**抽出テキスト**
┌──

水を守る森林篇・第5話-明治神宮の森と外苑再開発-
- 2023/08/26
- 14:29
「東京都都知事 小池百合子様
突然のお手紙、失礼します。私は音楽家の坂本龍一です。神宮外苑の再開発について私の考えをお伝えしたく筆をとりました。どうかご一読ください。
率直に言って、目の前の経済的利益のために先人が100年をかけて守り育ててきた貴重な神宮の樹々を犠牲にすべきではありません。これらの樹々はどんな人にも恩恵をもたらしますが、開発によって恩恵を得るのは一握りの富裕層にしか過ぎません。この樹々は一度失ったら二度と取り戻すことができない自然です。(以下は最下段に)」
坂本龍一さんが亡くなるほぼ一月前に小池都知事に宛てた(2月14日付)手紙が公表され、「外苑の樹を伐るな!」の声が一挙に高まり、計画の中止を求める署名は21万筆を越えました。
外苑再開発とは、神宮球場と秩父の宮ラグビー場の場所を移して建て替え、185mと150mの高層商業ビル、ホテルなどを建造、今ある樹木を伐採して新たに植林するという計画です。
都心に奇跡の自然林~神宮の森~
代々木の原に神宮の森の造林を任されたのは、前稿で紹介した東京の水道水源林の再生を手掛けた本多静六です。

└──

**指示文 1**
下に並ぶ行から、文字列 "stadium" を含む行をすべて省略せずに返すこと。
明治神宮の森に関する文章と下の行は、出典が別である。

コレクションから取得した項目:
┌──

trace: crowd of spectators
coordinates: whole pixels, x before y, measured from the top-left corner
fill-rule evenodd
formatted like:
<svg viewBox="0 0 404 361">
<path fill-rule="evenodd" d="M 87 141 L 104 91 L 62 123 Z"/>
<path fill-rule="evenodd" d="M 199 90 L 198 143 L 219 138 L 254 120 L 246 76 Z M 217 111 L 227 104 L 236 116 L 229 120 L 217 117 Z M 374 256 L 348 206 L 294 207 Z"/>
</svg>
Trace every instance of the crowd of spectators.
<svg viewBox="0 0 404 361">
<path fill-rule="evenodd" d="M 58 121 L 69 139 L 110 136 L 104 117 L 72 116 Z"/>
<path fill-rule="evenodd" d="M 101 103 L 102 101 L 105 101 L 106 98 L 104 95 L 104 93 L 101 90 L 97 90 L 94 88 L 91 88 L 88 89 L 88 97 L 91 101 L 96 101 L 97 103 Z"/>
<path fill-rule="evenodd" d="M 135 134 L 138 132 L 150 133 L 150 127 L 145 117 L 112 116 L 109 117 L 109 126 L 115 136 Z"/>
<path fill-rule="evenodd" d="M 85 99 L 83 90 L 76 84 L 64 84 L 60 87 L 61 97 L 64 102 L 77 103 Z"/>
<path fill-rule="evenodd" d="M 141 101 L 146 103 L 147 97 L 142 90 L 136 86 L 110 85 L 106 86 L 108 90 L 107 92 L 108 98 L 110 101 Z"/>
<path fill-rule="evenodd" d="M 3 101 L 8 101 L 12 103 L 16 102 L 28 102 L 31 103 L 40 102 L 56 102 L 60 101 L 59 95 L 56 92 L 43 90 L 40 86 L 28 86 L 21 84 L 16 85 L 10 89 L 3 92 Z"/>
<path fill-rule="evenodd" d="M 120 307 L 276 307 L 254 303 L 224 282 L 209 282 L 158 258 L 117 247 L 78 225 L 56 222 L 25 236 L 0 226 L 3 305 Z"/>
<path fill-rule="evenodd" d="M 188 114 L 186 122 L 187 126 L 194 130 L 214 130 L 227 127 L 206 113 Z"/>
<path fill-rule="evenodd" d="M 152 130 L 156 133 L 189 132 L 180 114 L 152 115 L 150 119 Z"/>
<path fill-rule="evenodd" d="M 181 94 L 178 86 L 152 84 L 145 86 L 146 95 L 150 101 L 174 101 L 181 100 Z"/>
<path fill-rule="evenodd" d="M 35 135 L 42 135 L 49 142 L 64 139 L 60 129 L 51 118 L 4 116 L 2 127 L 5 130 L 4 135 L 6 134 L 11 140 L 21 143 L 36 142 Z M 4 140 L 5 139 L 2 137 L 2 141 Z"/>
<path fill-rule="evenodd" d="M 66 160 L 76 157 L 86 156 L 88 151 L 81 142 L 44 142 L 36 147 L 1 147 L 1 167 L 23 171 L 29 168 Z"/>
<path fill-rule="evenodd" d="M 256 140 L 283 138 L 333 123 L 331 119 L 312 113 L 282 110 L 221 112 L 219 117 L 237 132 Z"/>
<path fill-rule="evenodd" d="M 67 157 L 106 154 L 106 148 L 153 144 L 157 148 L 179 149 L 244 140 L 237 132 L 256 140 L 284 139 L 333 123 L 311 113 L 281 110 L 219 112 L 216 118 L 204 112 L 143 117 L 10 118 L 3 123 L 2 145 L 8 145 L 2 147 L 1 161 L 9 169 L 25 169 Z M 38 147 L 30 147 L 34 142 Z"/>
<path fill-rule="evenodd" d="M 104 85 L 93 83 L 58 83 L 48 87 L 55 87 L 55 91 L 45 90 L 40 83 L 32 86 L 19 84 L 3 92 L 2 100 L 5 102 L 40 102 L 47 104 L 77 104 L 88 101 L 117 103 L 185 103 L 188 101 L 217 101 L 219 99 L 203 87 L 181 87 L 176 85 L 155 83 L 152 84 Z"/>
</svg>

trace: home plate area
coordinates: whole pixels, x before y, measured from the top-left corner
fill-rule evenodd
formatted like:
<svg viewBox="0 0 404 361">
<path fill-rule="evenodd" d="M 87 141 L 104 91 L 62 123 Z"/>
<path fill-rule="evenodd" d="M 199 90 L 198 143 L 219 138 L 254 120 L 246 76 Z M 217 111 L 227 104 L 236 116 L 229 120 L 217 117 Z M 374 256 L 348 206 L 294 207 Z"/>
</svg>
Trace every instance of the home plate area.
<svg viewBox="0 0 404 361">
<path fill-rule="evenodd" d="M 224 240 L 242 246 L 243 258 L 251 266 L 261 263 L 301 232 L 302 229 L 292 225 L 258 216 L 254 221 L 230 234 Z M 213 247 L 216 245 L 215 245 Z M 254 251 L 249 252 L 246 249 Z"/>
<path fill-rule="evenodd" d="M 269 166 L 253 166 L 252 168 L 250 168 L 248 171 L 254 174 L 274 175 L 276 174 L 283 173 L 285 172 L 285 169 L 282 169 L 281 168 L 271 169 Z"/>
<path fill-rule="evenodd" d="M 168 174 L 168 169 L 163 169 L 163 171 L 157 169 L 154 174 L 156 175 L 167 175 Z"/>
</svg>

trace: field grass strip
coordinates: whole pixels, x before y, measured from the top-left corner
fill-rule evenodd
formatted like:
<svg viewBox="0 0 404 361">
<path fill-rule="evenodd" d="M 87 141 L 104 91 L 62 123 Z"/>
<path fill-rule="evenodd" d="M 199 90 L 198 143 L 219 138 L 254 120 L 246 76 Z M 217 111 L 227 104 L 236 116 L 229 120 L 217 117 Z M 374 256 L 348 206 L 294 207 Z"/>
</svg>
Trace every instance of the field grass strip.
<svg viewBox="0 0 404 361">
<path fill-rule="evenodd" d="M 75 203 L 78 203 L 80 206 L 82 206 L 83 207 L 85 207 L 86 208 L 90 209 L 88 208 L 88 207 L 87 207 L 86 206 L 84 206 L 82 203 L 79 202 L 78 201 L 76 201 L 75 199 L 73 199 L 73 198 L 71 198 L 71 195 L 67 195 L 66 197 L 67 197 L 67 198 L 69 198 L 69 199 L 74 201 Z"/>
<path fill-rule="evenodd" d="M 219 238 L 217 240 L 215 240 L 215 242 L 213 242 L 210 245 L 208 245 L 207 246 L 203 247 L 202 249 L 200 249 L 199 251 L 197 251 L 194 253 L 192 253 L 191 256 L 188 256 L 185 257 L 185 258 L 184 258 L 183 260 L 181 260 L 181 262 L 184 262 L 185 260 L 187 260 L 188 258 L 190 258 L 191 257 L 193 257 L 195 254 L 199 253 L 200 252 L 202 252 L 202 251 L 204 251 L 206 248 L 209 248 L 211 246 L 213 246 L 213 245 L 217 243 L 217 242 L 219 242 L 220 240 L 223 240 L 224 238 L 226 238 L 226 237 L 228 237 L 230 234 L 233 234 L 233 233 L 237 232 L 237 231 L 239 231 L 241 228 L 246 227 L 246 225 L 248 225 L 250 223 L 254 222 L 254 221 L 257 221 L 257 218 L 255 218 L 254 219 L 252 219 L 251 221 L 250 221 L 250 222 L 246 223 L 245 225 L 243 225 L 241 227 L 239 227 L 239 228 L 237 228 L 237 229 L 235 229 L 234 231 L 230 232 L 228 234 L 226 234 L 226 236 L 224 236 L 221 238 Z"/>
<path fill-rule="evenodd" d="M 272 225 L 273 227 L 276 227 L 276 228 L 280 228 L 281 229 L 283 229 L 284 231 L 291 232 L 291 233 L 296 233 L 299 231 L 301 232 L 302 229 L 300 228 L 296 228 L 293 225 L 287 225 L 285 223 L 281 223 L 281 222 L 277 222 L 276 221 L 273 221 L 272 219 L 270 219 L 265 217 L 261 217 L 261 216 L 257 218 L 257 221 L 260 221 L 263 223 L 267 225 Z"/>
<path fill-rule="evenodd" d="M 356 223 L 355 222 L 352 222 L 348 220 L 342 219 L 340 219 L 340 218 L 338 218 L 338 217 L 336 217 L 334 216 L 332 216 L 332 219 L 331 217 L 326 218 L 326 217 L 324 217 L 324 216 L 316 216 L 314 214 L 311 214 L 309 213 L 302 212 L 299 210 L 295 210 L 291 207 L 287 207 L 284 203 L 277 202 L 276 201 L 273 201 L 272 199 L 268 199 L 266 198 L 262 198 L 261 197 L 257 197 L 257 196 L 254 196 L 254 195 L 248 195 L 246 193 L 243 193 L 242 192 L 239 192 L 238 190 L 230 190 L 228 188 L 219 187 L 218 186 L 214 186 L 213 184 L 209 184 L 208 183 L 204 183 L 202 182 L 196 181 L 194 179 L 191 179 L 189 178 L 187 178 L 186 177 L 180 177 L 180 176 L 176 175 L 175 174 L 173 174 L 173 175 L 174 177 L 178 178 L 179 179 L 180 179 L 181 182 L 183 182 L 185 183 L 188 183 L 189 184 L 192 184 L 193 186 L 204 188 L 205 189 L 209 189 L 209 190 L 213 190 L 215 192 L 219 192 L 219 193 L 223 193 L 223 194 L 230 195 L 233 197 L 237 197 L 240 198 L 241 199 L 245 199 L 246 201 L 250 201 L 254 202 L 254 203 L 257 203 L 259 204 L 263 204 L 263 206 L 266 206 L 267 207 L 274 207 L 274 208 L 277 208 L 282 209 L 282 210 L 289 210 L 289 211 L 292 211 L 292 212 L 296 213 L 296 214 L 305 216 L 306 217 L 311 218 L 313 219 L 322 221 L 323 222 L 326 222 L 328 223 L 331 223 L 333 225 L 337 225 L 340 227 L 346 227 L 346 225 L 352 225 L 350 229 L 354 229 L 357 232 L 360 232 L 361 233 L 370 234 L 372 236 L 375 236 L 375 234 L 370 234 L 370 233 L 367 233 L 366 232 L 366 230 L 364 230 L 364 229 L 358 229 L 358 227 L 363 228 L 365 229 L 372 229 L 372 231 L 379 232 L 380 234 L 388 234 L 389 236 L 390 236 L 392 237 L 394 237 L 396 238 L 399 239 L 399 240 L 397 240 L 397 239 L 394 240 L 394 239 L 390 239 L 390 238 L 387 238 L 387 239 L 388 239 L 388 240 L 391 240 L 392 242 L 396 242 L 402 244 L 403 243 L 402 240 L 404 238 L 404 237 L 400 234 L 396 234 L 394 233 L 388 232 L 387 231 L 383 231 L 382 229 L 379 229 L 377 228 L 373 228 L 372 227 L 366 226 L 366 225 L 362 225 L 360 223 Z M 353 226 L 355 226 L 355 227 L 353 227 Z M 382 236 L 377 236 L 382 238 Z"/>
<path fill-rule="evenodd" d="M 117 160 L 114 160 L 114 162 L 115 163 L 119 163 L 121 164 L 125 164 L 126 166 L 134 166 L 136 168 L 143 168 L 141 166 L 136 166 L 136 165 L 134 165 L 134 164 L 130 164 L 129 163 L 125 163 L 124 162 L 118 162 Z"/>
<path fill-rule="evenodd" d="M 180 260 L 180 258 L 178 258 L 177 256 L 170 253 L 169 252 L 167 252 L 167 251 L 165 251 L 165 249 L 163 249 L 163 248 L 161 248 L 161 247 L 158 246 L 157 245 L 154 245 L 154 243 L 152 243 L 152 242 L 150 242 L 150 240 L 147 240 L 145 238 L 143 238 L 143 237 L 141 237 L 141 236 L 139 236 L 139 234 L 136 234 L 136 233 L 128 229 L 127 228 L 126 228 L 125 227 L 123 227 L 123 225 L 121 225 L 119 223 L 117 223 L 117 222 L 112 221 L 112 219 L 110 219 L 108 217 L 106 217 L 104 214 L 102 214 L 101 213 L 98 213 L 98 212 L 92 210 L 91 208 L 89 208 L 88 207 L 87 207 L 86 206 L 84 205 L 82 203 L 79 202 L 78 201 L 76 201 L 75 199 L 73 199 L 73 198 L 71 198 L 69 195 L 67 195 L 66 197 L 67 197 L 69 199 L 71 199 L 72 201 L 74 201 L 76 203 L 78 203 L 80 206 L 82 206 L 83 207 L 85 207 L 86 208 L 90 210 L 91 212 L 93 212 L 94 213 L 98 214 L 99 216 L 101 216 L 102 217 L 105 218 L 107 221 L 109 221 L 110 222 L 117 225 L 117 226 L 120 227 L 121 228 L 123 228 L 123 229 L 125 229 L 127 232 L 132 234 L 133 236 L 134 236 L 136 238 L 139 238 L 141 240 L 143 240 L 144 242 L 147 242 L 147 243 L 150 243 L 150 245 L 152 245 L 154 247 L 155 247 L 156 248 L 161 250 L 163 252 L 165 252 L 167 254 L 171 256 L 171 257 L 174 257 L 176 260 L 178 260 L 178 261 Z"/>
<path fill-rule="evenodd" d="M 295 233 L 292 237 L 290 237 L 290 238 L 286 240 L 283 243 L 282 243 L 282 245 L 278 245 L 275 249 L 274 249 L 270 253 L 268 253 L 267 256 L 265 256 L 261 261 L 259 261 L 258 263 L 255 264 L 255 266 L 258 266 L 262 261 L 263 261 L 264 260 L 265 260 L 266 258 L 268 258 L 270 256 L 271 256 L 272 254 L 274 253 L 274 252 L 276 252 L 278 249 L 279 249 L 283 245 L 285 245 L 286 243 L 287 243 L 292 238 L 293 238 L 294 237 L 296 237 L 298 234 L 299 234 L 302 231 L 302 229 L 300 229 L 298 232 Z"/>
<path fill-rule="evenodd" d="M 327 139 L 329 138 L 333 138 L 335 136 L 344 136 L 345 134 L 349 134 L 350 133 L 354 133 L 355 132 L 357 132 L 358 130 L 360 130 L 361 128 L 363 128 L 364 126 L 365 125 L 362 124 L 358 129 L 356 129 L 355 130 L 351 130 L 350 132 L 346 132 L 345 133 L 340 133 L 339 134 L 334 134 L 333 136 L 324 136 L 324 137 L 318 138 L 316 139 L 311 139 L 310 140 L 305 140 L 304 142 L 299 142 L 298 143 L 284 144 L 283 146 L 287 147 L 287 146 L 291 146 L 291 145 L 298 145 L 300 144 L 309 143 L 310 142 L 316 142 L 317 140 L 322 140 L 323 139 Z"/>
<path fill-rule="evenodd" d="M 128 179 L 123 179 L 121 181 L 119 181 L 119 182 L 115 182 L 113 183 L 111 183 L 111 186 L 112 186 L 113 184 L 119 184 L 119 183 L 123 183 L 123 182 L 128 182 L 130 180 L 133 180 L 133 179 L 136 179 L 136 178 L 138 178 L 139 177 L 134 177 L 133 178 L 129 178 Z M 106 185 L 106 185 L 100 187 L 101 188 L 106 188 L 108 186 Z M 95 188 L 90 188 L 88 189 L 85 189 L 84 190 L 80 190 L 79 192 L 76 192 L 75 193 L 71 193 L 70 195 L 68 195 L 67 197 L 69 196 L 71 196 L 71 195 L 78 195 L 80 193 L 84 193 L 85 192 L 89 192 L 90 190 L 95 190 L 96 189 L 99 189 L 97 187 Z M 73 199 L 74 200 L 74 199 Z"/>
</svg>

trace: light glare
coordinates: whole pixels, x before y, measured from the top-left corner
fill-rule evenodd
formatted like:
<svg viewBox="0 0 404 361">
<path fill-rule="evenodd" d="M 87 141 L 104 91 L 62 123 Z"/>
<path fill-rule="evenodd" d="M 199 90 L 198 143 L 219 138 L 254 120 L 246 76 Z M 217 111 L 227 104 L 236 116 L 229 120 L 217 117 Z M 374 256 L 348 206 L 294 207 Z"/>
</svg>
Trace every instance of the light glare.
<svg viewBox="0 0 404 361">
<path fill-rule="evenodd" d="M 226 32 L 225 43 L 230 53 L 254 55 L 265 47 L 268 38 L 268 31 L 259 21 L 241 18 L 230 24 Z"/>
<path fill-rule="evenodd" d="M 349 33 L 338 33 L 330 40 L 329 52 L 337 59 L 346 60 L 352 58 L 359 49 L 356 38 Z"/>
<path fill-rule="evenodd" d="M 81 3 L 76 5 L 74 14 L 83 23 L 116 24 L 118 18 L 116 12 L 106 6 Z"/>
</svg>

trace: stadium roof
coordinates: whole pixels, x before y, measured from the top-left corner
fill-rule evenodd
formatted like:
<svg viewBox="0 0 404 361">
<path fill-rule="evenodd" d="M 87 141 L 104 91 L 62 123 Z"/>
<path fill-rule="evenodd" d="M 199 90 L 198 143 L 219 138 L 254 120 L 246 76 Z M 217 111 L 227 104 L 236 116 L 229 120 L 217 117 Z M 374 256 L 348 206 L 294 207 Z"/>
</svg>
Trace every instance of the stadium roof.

└──

**指示文 2**
明治神宮の森に関する文章を、最後の文の次から書き継ぐこと。

**正解 1**
trace: stadium roof
Trace every instance of the stadium roof.

**正解 2**
当初、本多は東京の地に明治神宮を建てることに反対でした。年々、ばい煙で大気が悪化する東京では針葉樹は枯れやすく、杉などでの森厳な森は造れないと主張していました。しかし神宮建造の旗振り役の渋沢栄一に膝詰めで懇願され、森造りを引き受けることになりました。ですが、これは難題でした。100年200年後、更にその先まで時代を超えて都心に存続できる森とは、いかなる森なのか?
本多は帝国大学の教え子2人を任官させ造林計画を練ります。樹木はその地の土壌風土に合わなければ育ちません。奥多摩の水源林事業での数々の失敗でドイツ仕込みの林学は柔軟な林学に鍛え直されていました。
本多らは、森は4段階のステージを経て遷移するだろうと予測、以下のような植栽計画を立てました。
第1ステージ。スタート時点では、既存のアカマツとクロマツなどの高木を残し、その間にスギ、ヒノキ、サワラなどの針葉樹を植え、更に将来の主木となるカシ、シイ、クスの照葉樹(常緑の広葉樹)を配する。最下層には各種の灌木(低木)を植栽、これ以降は人の手を加えないで自然の遷移にまかせる。
第2ステージ。数10年後にアカマツ、クロマツが占めていた林冠最上部をスギ、ヒノキ、サワラなどの針葉樹がとって変わると予測。
第3ステージではカシ、シイ、クスの照葉樹が主木となり、あいだにスギ、ヒノキなどの高木が混生する。
第4ステージ。カシ、シイ、クスがさらに成長してスギ、ヒノキなどの針葉樹は消滅して、この地の自然林を形成する。
100年後の現在、神宮の森は本多静六らが予測した通り照葉樹の森へ遷移しました。みごとです。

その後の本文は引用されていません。